**WRITTEN INSTRUCTION**
Tally how many lines in the rows below contain the string "leaf". Give only the number.

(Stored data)

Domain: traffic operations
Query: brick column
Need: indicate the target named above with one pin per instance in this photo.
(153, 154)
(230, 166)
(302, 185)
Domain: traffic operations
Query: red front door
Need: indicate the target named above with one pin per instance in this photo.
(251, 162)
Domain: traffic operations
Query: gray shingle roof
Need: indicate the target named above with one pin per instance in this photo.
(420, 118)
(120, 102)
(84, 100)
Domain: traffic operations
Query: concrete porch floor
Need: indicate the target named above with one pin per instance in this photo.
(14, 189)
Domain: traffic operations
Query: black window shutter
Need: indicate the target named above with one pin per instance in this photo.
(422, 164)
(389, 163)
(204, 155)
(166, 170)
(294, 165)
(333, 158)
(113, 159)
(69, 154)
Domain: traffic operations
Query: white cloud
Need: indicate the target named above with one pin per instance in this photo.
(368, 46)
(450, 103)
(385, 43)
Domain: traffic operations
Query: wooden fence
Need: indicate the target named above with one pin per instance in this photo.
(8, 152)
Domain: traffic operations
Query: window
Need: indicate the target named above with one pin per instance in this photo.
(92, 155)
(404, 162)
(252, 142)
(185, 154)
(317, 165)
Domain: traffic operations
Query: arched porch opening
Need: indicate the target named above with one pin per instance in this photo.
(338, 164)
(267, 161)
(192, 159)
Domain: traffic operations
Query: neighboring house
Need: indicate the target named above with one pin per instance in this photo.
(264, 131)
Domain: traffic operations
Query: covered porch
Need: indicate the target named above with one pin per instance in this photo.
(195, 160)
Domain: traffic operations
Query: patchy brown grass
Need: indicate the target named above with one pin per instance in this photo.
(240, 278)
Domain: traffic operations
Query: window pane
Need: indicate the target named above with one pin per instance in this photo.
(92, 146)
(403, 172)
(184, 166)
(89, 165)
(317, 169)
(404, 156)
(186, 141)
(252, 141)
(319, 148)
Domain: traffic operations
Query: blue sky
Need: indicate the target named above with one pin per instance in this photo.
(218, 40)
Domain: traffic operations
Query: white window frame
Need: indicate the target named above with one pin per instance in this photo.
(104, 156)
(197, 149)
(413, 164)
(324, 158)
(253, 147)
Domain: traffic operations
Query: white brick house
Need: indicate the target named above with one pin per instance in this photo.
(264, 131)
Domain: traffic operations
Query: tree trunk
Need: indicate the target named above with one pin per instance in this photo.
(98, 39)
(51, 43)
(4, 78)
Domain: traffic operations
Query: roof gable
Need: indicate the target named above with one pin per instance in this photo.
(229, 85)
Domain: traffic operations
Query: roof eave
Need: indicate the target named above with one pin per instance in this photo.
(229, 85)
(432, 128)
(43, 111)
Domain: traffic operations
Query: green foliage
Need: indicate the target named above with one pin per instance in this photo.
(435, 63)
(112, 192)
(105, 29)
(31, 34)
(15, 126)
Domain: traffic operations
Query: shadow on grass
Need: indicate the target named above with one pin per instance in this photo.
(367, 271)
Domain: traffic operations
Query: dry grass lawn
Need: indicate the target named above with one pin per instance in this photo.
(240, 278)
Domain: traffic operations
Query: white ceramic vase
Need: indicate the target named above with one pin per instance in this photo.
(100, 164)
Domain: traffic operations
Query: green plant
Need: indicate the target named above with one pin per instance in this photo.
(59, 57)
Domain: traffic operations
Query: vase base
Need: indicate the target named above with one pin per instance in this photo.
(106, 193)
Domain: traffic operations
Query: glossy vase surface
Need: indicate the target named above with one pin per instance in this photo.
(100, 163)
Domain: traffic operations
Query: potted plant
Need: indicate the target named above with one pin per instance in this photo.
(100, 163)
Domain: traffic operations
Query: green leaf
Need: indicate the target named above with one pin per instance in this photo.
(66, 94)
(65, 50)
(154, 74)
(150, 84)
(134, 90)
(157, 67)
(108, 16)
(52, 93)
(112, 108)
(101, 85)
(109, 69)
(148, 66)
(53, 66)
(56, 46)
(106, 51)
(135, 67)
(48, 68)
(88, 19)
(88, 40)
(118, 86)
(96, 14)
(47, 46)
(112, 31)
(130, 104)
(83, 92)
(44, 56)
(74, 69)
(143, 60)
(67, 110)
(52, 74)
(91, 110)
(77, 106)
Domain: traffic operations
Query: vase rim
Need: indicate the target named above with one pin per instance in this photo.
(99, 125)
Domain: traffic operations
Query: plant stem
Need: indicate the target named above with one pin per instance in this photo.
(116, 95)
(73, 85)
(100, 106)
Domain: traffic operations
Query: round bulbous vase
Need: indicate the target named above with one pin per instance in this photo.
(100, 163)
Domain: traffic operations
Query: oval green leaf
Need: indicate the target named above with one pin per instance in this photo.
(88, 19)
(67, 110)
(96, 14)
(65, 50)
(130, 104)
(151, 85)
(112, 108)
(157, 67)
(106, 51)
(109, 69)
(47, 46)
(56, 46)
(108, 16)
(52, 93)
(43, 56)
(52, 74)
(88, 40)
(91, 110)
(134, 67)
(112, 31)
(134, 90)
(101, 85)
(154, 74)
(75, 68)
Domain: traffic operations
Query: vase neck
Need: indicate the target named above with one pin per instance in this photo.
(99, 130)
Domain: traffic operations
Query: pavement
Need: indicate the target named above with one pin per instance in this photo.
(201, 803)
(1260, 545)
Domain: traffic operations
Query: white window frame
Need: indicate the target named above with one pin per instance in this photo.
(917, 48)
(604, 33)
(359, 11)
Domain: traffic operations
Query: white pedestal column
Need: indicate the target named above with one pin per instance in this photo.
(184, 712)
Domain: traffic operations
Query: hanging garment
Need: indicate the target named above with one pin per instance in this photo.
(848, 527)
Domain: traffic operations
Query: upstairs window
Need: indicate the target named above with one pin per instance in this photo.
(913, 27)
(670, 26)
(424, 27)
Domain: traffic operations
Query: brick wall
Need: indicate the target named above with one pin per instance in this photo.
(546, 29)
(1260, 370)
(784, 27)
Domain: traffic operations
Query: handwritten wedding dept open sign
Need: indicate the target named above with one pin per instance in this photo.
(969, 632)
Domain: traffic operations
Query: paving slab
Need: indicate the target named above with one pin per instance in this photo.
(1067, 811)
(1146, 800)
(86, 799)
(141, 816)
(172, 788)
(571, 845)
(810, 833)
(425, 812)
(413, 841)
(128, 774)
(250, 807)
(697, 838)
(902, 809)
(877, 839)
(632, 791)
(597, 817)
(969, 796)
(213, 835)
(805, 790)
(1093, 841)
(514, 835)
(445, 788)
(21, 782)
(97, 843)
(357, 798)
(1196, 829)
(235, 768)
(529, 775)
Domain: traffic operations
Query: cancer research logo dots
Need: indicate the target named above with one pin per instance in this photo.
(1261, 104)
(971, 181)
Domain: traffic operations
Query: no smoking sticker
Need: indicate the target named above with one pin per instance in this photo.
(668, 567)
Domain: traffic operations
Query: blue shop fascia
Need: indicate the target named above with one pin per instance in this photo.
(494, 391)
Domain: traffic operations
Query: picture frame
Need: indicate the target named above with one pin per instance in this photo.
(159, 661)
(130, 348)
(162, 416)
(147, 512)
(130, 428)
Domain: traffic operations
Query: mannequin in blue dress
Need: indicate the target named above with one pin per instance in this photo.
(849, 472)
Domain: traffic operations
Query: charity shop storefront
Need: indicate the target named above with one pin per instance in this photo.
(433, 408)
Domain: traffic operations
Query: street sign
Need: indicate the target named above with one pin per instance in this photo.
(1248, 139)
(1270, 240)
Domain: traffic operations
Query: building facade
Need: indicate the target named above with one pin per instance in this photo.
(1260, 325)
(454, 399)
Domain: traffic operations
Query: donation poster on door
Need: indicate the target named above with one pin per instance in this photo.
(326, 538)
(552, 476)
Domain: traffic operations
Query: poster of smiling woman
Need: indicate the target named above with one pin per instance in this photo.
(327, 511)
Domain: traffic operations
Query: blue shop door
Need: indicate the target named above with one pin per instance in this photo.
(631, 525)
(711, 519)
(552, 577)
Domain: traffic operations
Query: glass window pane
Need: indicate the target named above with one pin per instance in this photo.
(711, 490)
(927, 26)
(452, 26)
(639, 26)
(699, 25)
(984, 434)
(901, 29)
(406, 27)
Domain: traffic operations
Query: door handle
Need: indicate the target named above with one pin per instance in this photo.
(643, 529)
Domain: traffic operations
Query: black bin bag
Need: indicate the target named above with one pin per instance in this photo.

**REPLY**
2